### The problem
From the first line onward, reproduce the records exactly; the final line to include is the one holding "# drop a point on every instance of the jacket collar;".
### Extracted data ###
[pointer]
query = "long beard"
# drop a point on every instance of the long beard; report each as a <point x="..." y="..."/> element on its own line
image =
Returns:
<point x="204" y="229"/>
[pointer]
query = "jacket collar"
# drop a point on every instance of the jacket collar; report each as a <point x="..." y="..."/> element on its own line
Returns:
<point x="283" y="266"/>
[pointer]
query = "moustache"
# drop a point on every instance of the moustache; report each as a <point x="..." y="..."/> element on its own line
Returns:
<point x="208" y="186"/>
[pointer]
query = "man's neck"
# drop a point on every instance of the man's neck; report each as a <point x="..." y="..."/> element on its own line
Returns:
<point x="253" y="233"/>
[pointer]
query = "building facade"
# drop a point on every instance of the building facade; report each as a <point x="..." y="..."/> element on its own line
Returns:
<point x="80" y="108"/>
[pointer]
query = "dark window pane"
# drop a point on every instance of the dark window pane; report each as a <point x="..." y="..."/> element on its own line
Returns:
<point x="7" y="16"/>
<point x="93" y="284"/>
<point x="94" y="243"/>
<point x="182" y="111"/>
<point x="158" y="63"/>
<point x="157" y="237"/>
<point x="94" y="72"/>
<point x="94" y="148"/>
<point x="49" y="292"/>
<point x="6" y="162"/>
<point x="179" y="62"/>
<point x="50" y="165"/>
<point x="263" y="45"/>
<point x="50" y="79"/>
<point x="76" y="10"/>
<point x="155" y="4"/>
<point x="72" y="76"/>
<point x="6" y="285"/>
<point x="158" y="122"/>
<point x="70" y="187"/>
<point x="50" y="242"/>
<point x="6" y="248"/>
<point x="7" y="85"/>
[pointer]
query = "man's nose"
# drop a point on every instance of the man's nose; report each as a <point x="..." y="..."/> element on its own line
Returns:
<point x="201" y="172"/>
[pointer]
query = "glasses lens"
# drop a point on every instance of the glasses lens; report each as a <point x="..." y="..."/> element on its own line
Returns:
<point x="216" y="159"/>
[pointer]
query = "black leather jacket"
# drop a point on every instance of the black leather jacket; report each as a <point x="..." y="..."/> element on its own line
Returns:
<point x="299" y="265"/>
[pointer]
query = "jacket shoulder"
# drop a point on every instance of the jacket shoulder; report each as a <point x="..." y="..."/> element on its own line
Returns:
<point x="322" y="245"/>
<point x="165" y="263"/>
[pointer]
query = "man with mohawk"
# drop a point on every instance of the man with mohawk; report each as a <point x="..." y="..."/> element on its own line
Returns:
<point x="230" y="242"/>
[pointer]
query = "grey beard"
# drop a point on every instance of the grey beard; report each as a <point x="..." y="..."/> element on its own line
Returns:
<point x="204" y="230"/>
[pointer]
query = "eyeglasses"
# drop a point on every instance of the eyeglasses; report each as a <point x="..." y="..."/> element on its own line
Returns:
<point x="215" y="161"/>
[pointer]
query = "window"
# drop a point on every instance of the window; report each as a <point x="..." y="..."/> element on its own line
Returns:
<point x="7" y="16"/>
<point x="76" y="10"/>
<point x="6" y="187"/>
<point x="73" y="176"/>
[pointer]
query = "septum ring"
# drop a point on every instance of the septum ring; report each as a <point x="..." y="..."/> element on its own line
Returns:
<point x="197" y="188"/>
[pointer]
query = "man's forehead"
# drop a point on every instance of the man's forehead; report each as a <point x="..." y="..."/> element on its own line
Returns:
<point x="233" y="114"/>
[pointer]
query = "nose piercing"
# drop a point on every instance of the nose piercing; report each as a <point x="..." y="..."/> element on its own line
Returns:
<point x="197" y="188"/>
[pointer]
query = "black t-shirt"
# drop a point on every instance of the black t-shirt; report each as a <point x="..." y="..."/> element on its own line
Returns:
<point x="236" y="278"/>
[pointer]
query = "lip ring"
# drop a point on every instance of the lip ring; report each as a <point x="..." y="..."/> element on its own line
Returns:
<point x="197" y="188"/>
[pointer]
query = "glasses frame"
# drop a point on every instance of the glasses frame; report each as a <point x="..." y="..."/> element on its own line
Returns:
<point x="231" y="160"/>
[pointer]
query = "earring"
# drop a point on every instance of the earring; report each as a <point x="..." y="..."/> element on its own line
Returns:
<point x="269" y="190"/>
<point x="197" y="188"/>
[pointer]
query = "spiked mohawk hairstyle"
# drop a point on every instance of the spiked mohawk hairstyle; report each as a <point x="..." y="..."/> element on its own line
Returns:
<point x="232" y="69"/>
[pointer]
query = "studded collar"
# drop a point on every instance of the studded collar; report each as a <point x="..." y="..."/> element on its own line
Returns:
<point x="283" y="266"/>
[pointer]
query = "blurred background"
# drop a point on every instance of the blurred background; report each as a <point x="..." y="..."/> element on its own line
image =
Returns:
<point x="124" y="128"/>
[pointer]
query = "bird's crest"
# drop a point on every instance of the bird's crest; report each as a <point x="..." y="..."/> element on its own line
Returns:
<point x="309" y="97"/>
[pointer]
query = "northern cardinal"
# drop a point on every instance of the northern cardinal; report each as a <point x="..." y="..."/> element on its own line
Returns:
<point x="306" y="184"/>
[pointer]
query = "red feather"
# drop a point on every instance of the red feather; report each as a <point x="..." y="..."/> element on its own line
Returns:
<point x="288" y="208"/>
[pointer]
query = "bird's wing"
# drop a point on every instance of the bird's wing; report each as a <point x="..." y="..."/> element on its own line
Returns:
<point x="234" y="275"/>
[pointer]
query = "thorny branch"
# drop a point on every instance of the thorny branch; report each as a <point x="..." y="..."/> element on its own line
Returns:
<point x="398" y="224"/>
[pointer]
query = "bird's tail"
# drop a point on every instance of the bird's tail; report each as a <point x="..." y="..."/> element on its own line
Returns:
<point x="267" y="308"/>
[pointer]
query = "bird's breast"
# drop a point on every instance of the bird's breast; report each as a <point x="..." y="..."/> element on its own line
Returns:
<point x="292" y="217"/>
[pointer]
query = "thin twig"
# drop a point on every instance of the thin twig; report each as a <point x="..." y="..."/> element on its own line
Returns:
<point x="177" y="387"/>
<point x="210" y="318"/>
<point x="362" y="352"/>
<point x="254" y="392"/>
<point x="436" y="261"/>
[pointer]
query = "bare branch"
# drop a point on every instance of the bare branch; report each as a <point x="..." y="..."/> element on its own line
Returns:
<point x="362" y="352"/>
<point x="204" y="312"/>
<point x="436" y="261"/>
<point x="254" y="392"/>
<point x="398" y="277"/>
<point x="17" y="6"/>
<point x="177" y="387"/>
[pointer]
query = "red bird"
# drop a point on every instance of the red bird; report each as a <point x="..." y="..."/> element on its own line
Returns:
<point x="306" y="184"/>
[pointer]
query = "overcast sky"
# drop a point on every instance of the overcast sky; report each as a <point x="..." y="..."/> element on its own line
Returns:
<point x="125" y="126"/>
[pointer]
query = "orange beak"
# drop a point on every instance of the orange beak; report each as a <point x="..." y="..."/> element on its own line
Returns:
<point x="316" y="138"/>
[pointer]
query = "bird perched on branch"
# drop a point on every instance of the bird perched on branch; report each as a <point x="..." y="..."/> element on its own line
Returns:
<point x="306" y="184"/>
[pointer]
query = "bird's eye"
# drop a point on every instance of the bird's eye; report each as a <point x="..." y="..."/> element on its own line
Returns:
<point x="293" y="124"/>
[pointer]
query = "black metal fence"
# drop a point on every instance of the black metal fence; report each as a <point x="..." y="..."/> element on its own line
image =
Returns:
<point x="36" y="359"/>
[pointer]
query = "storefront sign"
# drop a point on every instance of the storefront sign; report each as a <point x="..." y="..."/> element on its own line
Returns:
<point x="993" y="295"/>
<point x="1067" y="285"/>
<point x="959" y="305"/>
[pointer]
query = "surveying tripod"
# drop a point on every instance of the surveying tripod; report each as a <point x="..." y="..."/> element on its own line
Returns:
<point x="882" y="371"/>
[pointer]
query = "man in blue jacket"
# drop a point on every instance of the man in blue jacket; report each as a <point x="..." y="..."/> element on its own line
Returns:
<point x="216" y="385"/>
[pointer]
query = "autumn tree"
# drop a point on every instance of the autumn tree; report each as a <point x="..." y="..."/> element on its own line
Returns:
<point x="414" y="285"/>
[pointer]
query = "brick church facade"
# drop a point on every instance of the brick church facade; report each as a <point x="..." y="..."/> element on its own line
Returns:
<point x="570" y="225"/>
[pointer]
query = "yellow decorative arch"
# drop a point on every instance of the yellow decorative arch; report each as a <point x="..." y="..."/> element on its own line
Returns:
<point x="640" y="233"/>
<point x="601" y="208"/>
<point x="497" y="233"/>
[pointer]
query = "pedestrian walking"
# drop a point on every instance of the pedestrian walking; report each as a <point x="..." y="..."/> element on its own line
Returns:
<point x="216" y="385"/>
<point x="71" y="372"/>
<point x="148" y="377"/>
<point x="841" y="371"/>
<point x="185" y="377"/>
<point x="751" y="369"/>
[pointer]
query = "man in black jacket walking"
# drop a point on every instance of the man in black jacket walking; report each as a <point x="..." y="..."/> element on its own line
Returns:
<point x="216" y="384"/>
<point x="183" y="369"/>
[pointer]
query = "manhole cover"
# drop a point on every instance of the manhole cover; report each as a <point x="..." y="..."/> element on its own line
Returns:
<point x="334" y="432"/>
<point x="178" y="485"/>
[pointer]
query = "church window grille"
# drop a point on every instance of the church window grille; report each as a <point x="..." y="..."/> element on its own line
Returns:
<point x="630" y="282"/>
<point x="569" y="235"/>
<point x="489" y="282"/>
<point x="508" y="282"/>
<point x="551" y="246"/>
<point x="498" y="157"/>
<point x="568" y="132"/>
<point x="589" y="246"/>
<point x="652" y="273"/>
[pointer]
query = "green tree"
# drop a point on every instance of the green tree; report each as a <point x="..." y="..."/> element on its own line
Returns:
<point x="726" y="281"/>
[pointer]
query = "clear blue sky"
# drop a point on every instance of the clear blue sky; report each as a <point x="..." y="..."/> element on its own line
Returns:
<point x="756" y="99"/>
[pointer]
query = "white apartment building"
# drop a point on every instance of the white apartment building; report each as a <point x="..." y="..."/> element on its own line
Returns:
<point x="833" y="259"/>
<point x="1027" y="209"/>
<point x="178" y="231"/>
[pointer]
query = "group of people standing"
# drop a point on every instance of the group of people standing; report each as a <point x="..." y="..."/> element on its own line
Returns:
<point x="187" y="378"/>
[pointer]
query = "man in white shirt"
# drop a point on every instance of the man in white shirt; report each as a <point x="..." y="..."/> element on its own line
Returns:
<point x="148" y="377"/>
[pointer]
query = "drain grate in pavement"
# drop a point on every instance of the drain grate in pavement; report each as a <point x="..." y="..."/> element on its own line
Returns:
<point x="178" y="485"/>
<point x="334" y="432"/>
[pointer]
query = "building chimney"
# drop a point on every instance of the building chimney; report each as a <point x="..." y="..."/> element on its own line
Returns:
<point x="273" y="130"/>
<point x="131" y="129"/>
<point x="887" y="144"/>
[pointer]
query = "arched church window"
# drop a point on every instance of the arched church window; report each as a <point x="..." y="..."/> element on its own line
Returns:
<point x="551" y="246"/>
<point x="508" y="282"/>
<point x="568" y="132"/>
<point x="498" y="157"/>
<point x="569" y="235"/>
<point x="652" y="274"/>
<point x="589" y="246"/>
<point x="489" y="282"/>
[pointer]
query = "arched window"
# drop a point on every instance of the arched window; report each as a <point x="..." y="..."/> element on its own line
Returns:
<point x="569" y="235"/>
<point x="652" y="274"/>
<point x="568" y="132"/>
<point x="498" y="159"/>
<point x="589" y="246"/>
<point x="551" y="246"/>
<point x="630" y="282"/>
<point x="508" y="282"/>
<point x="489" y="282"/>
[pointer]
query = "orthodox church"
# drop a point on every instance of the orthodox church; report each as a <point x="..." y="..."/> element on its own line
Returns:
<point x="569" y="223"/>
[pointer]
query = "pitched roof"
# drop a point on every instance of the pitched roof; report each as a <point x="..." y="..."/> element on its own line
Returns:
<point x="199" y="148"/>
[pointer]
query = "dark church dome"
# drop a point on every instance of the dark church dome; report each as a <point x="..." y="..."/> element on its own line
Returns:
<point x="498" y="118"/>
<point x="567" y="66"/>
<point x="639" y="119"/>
###
### Output for this exercise
[pointer]
query = "long beard"
# drop a point on every instance of the long beard; report each as a <point x="..." y="..."/> element on its own line
image =
Returns:
<point x="204" y="229"/>
[pointer]
query = "jacket collar"
# drop a point on every instance of the jacket collar; report each as a <point x="..." y="..."/> element on its own line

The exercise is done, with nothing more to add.